[BEGIN]

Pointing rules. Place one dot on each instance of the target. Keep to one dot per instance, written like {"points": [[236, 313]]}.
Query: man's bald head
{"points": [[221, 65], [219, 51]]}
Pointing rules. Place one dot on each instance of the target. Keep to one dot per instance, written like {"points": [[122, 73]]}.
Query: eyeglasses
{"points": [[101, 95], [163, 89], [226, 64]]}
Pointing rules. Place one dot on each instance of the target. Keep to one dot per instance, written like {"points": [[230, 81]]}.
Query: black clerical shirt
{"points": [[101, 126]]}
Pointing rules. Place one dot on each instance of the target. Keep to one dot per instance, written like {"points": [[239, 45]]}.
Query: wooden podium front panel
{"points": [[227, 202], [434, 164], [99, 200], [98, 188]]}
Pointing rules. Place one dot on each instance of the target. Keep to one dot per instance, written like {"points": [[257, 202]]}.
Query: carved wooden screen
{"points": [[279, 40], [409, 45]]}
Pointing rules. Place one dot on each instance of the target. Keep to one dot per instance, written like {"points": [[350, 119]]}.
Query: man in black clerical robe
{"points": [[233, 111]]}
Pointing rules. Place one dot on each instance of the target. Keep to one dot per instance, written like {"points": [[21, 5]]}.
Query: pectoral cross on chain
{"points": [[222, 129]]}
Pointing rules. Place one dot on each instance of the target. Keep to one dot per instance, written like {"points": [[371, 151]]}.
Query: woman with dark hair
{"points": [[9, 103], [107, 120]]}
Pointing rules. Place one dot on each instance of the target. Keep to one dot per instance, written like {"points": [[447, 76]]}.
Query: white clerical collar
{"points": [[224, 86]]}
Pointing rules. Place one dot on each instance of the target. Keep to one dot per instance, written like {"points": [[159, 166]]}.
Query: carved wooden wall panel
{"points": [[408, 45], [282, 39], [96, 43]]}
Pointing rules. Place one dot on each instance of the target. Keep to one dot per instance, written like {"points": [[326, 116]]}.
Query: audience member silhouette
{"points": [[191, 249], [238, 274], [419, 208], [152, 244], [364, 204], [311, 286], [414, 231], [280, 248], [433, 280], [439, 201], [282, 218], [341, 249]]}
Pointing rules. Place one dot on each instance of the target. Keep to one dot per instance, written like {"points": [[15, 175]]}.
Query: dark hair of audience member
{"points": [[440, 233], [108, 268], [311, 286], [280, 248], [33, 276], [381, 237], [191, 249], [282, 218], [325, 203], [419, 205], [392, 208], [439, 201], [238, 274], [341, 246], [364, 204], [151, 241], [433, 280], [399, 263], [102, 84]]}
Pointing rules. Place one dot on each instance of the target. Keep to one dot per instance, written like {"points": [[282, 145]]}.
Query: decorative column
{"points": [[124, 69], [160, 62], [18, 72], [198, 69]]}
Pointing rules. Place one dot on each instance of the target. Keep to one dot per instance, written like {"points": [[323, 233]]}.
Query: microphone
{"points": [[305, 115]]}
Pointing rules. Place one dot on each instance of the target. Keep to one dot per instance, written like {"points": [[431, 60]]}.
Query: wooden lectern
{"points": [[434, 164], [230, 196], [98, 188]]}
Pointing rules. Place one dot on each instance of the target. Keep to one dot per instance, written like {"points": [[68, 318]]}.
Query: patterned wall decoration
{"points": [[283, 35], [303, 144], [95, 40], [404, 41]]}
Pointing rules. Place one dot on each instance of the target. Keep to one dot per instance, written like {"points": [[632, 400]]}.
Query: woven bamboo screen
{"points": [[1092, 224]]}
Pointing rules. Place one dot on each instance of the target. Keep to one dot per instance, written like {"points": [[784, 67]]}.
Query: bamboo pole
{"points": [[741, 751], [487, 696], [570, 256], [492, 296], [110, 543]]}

[END]

• _Work to be completed_
Copy every line of the records word for word.

• _Task answer_
Pointing rules. Place one dot on each instance of the target. Keep to one dot per instance, written like {"points": [[236, 313]]}.
Query: man's bald head
{"points": [[221, 65], [219, 51]]}
Pointing rules. Place one dot on each instance of the target. Keep to one dot per instance, written like {"points": [[122, 73]]}.
Query: eyeglasses
{"points": [[101, 95], [163, 89], [226, 64]]}
Pointing rules. Place one dot on each instance of the target. Keep to one dot per instance, written like {"points": [[230, 81]]}.
Query: black clerical shirt
{"points": [[101, 126]]}
Pointing rules. Place one dot on each instance of the target. Keep to one dot per instance, written like {"points": [[239, 45]]}.
Query: wooden podium front panel
{"points": [[227, 202], [434, 164], [99, 200], [98, 188]]}
Pointing rules. Place one dot on each instance of the target. Keep to one dot per instance, written like {"points": [[257, 202]]}.
Query: carved wooden screen
{"points": [[279, 40], [409, 45]]}
Pointing rules. Place one dot on each instance of the target. Keep to one dot per instance, written like {"points": [[350, 119]]}.
Query: man in black clerical robe
{"points": [[233, 111]]}
Pointing rules. Place one dot on each instance of the target. Keep to one dot per instance, written like {"points": [[21, 5]]}.
Query: pectoral cross on chain
{"points": [[222, 129]]}
Pointing rules. Place one dot on each instance of the target. Keep to one dot per instance, written like {"points": [[371, 151]]}.
Query: woman with dark hair
{"points": [[9, 103], [107, 120]]}
Pointing rules. Place one dot on each instance of the target. Keep to one dot per instance, written like {"points": [[447, 76]]}.
Query: white clerical collar
{"points": [[224, 86]]}
Pointing rules. Place one dot on each instance of the target. Keep to one dot per instance, written like {"points": [[159, 166]]}.
Query: carved wooden wall panel
{"points": [[408, 45], [282, 39], [96, 43]]}
Pointing rules. Place one dot on each instance of the target. Keep to one dot per instance, written like {"points": [[326, 116]]}.
Query: audience member silhouette
{"points": [[191, 249], [238, 274], [419, 208], [152, 244], [364, 204], [311, 286], [414, 231], [280, 248], [433, 280], [439, 201], [282, 218], [341, 249]]}
Pointing rules. Place one dot on each instance of the target. Keep to one dot per instance, written like {"points": [[15, 175]]}.
Query: dark hair of audience member
{"points": [[440, 233], [108, 268], [311, 286], [280, 248], [33, 276], [381, 237], [191, 249], [282, 218], [325, 203], [419, 205], [392, 208], [439, 201], [238, 274], [341, 246], [364, 204], [151, 241], [433, 280], [399, 263], [102, 84]]}
Pointing rules. Place one dot on each instance of the target. Keep to one dot per instance, written like {"points": [[282, 145]]}.
Query: decorative column
{"points": [[124, 69], [160, 62], [18, 72], [198, 69]]}
Pointing rules. Place one dot on each instance of the target. Keep to one dot per instance, written like {"points": [[323, 233]]}.
Query: microphone
{"points": [[305, 115]]}
Pointing rules. Place one dot on each instance of the target. Keep to one dot per instance, written like {"points": [[431, 60]]}.
Query: wooden lectern
{"points": [[434, 164], [230, 196], [98, 188]]}
Pointing rules. Place one dot on each instance of the target. Keep to one dot per instance, written like {"points": [[68, 318]]}.
Query: patterned wall decoration
{"points": [[283, 35], [303, 144], [95, 40], [404, 41]]}
Pointing rules. Place one dot on each instance of the target. Keep to one dot per instance, written like {"points": [[632, 400]]}.
Query: woven bamboo screen
{"points": [[1092, 224]]}
Pointing rules. Place one dot on each instance of the target. Keep to one dot per instance, written like {"points": [[784, 67]]}.
Query: bamboo pole
{"points": [[741, 751], [487, 696], [570, 256], [492, 296], [110, 543]]}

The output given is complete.